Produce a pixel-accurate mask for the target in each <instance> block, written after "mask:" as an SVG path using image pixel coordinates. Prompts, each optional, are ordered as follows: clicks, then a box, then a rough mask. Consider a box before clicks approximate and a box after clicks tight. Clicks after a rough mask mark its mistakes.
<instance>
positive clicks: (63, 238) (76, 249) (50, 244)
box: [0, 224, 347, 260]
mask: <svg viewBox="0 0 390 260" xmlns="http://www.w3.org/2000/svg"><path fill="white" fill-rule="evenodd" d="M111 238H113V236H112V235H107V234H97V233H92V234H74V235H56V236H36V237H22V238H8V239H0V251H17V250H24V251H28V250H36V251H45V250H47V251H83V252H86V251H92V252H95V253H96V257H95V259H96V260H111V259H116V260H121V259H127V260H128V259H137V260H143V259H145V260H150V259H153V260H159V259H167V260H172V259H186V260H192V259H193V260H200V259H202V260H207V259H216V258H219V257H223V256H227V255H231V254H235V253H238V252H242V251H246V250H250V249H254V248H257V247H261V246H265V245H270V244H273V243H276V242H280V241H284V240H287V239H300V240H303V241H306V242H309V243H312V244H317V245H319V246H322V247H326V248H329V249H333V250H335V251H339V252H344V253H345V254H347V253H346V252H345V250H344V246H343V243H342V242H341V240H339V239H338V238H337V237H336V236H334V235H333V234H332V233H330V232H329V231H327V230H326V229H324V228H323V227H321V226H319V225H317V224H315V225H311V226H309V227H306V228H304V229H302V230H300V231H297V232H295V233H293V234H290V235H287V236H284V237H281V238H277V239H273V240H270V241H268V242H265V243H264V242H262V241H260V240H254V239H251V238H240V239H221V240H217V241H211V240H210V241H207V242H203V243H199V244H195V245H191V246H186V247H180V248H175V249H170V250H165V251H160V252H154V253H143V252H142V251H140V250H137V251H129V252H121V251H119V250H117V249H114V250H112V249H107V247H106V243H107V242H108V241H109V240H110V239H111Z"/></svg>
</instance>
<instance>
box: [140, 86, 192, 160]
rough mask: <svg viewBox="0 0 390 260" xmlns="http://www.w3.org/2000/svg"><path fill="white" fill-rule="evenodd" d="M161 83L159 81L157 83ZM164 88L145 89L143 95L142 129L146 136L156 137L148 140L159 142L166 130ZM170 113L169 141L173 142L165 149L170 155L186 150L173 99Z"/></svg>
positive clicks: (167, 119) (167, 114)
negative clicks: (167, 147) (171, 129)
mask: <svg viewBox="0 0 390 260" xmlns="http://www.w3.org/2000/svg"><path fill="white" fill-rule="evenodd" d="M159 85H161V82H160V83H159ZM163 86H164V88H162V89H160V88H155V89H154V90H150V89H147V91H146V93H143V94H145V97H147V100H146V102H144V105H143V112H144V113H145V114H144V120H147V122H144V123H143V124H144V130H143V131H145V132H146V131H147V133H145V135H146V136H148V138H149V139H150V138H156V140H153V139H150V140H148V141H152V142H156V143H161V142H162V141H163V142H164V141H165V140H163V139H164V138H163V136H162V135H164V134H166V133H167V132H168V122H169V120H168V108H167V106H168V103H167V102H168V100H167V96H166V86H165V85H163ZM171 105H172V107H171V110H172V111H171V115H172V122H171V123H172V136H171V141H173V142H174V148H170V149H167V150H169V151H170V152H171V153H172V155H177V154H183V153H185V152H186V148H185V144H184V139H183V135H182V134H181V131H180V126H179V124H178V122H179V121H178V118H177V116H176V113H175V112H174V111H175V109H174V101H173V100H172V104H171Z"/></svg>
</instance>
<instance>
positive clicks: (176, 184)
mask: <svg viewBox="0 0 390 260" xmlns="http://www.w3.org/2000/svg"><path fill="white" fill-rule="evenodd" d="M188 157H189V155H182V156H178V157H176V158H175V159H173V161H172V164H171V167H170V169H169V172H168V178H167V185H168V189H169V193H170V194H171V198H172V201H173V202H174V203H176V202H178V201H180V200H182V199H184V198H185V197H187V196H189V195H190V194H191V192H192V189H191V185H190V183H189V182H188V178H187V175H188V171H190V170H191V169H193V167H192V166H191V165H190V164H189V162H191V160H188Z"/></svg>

----------------------------------------

In the listing above, locate the line containing "box: [140, 86, 192, 160]" and the line containing "rough mask: <svg", then transcribe both and every line between them verbatim.

▸ SOLUTION FOR THIS PROBLEM
box: [140, 86, 192, 160]
rough mask: <svg viewBox="0 0 390 260" xmlns="http://www.w3.org/2000/svg"><path fill="white" fill-rule="evenodd" d="M161 83L159 81L157 83ZM164 88L145 89L143 95L142 129L146 136L156 137L148 140L159 142L166 130ZM170 113L169 141L173 142L165 149L170 155L186 150L173 99Z"/></svg>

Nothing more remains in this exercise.